* _What you have to do_
Exact repetition of every entry is required.

Records from a collection:
----

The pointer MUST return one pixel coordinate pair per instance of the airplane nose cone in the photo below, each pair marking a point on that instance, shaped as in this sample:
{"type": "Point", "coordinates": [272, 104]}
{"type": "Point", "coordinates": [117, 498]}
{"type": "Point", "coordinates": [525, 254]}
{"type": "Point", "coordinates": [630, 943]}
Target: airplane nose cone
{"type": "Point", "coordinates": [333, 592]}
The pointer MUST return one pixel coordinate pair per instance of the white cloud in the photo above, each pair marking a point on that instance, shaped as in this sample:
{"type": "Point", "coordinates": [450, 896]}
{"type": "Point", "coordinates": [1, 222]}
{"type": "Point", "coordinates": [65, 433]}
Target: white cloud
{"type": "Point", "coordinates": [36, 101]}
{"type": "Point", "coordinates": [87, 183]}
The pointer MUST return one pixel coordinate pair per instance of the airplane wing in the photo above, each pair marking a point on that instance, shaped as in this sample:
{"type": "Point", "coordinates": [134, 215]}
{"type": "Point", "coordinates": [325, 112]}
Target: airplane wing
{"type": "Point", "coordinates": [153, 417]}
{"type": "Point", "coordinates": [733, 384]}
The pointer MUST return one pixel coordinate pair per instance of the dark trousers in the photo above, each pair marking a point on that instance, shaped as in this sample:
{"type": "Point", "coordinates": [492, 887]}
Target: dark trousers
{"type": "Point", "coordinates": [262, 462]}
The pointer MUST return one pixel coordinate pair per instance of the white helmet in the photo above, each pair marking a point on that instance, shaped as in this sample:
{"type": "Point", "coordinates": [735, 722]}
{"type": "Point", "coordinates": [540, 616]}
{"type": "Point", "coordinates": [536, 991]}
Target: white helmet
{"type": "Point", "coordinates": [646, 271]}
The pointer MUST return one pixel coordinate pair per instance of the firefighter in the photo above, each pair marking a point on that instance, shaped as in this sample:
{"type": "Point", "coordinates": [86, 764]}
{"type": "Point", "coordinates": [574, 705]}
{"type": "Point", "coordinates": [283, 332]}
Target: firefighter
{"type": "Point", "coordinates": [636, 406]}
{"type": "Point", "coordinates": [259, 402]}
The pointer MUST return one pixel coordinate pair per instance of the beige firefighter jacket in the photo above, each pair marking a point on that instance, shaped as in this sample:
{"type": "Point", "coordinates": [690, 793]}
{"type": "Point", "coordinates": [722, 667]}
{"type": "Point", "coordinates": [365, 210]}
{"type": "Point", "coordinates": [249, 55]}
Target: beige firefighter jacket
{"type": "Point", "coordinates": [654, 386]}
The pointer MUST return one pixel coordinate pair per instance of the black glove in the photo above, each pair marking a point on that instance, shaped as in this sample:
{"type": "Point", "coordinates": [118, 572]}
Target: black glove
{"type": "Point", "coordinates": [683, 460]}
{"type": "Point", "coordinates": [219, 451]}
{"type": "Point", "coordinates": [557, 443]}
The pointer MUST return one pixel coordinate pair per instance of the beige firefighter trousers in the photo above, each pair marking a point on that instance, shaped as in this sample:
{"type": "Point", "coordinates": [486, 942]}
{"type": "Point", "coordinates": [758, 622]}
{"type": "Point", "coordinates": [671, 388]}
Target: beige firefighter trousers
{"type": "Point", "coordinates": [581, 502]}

----

* _Exercise result_
The pointer MUST return one pixel coordinate pair per instance of the airplane nose cone in the photo below, each pair marking a point on that instance, shaped as in this sample:
{"type": "Point", "coordinates": [272, 104]}
{"type": "Point", "coordinates": [117, 498]}
{"type": "Point", "coordinates": [525, 254]}
{"type": "Point", "coordinates": [630, 943]}
Target: airplane nose cone
{"type": "Point", "coordinates": [333, 592]}
The pointer MUST return one pixel coordinate pair per instance of the white cloud in the photo above, each pair marking a point on that instance, shaped as in this sample:
{"type": "Point", "coordinates": [450, 896]}
{"type": "Point", "coordinates": [1, 222]}
{"type": "Point", "coordinates": [65, 433]}
Target: white cloud
{"type": "Point", "coordinates": [36, 101]}
{"type": "Point", "coordinates": [87, 183]}
The pointer MUST return one pixel coordinate pair per instance of the airplane wing in the photo above, each pair marking a point on that instance, shaped as in this sample:
{"type": "Point", "coordinates": [134, 215]}
{"type": "Point", "coordinates": [325, 112]}
Target: airplane wing
{"type": "Point", "coordinates": [153, 417]}
{"type": "Point", "coordinates": [733, 384]}
The pointer MUST return one pixel coordinate pair per instance of the dark trousers in the photo above, each pair marking a point on that instance, shaped as in this sample:
{"type": "Point", "coordinates": [492, 887]}
Target: dark trousers
{"type": "Point", "coordinates": [262, 462]}
The pointer MUST return one pixel coordinate pair per instance of the white helmet in the photo above, each pair marking a point on that instance, shaped as in this sample:
{"type": "Point", "coordinates": [735, 722]}
{"type": "Point", "coordinates": [540, 616]}
{"type": "Point", "coordinates": [536, 991]}
Target: white helmet
{"type": "Point", "coordinates": [646, 271]}
The pointer MUST return one pixel coordinate pair per instance of the firefighter in the photo above, each pair marking a point on that instance, shaped as in this sample:
{"type": "Point", "coordinates": [86, 764]}
{"type": "Point", "coordinates": [574, 705]}
{"type": "Point", "coordinates": [283, 332]}
Target: firefighter
{"type": "Point", "coordinates": [636, 406]}
{"type": "Point", "coordinates": [259, 402]}
The pointer MUST return one pixel coordinate pair per instance of the beige firefighter jacket in the photo above, each pair marking a point on that instance, shaped as in this sample:
{"type": "Point", "coordinates": [690, 793]}
{"type": "Point", "coordinates": [722, 667]}
{"type": "Point", "coordinates": [365, 210]}
{"type": "Point", "coordinates": [249, 55]}
Target: beige firefighter jacket
{"type": "Point", "coordinates": [654, 386]}
The pointer MUST return one pixel coordinate pair per instance of the black glove in the photo above, each pair marking a point on that instance, shaped as in this sample:
{"type": "Point", "coordinates": [118, 572]}
Target: black glove
{"type": "Point", "coordinates": [683, 460]}
{"type": "Point", "coordinates": [219, 451]}
{"type": "Point", "coordinates": [557, 443]}
The pointer MUST return one pixel coordinate pair per instance of the beige firefighter trousers in the photo above, each pair marking a point on that instance, shaped as in this sample:
{"type": "Point", "coordinates": [486, 942]}
{"type": "Point", "coordinates": [758, 622]}
{"type": "Point", "coordinates": [671, 388]}
Target: beige firefighter trousers
{"type": "Point", "coordinates": [581, 502]}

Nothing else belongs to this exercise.